EXERCISE DESCRIPTION –
For the material that follows, list every line containing the word "hull".

MATERIAL FOR THE TASK –
________

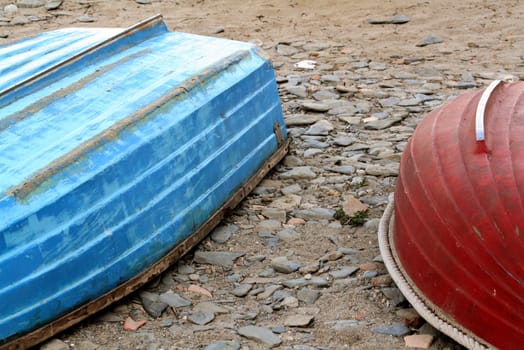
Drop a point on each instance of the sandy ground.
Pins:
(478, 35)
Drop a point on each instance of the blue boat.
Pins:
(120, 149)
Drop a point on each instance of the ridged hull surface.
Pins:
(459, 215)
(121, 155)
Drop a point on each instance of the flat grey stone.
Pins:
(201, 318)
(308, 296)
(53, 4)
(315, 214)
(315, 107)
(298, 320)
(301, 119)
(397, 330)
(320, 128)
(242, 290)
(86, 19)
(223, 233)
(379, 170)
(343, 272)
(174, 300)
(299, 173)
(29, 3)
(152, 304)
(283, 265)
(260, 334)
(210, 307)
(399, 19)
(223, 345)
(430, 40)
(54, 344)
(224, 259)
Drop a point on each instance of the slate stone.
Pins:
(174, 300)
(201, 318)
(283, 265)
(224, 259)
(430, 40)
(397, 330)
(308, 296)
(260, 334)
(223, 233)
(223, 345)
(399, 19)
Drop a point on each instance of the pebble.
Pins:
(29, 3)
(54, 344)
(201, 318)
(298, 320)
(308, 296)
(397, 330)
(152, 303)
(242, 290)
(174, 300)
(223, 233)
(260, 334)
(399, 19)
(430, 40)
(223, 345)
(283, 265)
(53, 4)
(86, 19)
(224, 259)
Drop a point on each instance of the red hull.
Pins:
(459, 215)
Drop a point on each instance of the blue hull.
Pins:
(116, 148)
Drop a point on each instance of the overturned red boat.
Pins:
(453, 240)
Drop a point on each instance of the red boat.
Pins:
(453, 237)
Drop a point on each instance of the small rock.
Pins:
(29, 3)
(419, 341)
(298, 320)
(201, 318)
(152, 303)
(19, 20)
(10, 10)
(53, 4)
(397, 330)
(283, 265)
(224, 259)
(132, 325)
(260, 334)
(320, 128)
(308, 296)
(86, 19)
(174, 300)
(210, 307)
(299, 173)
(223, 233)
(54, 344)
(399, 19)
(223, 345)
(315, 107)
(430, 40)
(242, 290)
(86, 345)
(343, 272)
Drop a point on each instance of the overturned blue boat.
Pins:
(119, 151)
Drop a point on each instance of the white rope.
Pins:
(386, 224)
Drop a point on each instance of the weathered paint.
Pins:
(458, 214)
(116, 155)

________

SOLUTION TO THIS TASK –
Drop a point on each instance of the ridged hull surface.
Drop a point on each instance of the red hull.
Drop a point on each instance of the blue hull.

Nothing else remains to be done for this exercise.